START SELECTED TEXT

At times the two systems produce even greater disagreement. A classic example is George Brett s 1980 season. Brett finished the year at .390 and he hit with power. His .664 slugging mark had been bettered only twice in the previous twenty years, by Hank Aaron's .669 in 1971, and by Mickey Mantle in 1961 when he cracked 54 home runs and slugged .687. Anyway, here's how the two methods measured Brett's year. George had 116 estimated runs produced, 135 runs created. 19 runs; that's some difference. About two wins in the standings. That is a rare case. But one win differences are very common. Add a couple or three of them together and you might wind up thinking that your third-place talent could win the pennant this year. Or that your pennant contenders will end up in third place. It just depends on which formula you use.
The two formulas also differ somewhat on the value of the running game. The estimated runs produced formula finds stolen bases to be more valuable and caught stealing to be less critical than does the runs created method. For the Top 10 teams in steals from 1970 to 1984 the estimated runs produced formula comes closer to the actual average of 684 runs scored per team, beating out runs created 681 to 677. And it was more accurate for the most prolific base-stealing team in recent history, the '76 Oakland A's (341 stolen bases). They scored 686 runs had 676 estimated runs produced, but only 663 runs created.
The two methods, not surprisingly, rate Rickey Henderson's 130-theft 1982 season a bit differently; 104 estimated runs produced, only 99 runs created. Not a profound difference, but significant. Especially when juxtaposed with their ratings of Robin Young (.331 29 HR) in that same year; 128 vs. 136 runs created. Again, there is a 13 run difference in the two formulae' comparisons of players. It you're a bit confused about which equation to believe, don't worry tool much. Using either one will prevent you from looking as inept as Major League Executives sometimes have.

END SELECTED TEXT

● TASK SET:
A – In the text on run estimation formulas, how many estimated runs produced and how many runs created did George Brett have in his 1980 season?
B – Name every baseball player mentioned in the text on run estimation formulas.
C – Carry on the text on run estimation formulas from its final sentence.

START DATA SEGMENT

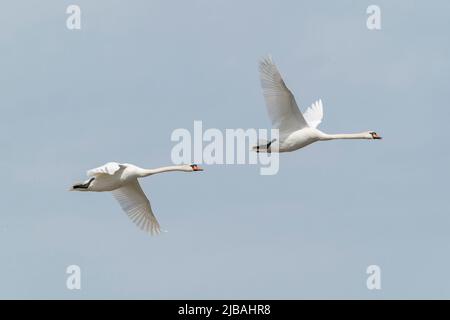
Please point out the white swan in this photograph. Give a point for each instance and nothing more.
(296, 130)
(121, 180)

END DATA SEGMENT

● EXERCISE RESULTS:
A – 116 estimated runs produced and 135 runs created.

B – George Brett, Hank Aaron, Mickey Mantle, Rickey Henderson, Robin Young

C –
Here's one of the all-time classics as viewed by the estimated runs produced formula. After the '79 season two veteran National League second basemen declared themselves free agents. Over the prior two seasons one had hit .241. the other .243. Over the next two seasons they batted .242 each. They sound like mirror images don't they? But they sure weren't. The first player was Rennie Stennett. In '78-79 he produced at a rate of 46 estimated runs produced per year. In '80-81 he continued at that rate. The other player did somewhat better. In '78-79 he produced at a rate of 95 estimated runs produced per year. He continued that production in '80-81. I wonder if the San Francisco Giants would've liked the estimated runs produced figures for '78-79 before they passed up Joe Morgan after the '79 season in favor of signing Stennett to a $2.5 million deal? It's a rare case where two players will produce so consistently from year to year, have such similar batting averages, and yet be light years apart in run-producing capabilities. But it did happen in real life. And somebody really blew it.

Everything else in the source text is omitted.